- _Source extract_:
──────────
Friday, September 30, 2005

Ha!

I’ve been knitting like a crazy person, calculating and re-calculating how many repeats I must knit per day to finish Kate’s Backyard Leaves by the end of September. I’ve been falling short over and over, and now it’s the end of the month and I’m only half-way done. However, it turns out the deadline is the end of October, and the end of September was only my personal deadline, the kind of deadline just made to be broken.

Oh, don’t you love it when you manage to trick yourself? It’s a thrill: like finding money in the pocket of something you haven’t worn in a while. Or that dream in which you find that your house has an extra room or a whole new wing that for some strange reason you hadn’t noticed before. Only this time, it’s real.
──────────
- _Provided data_:
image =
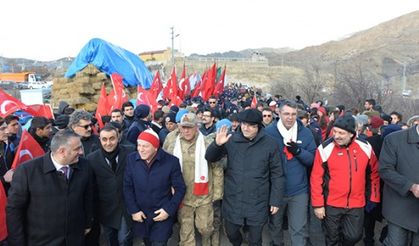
──────────
- _Task prompt_: In the knitting entry, what is the actual deadline for finishing Kate's Backyard Leaves?

- _Output of the task_: The end of October.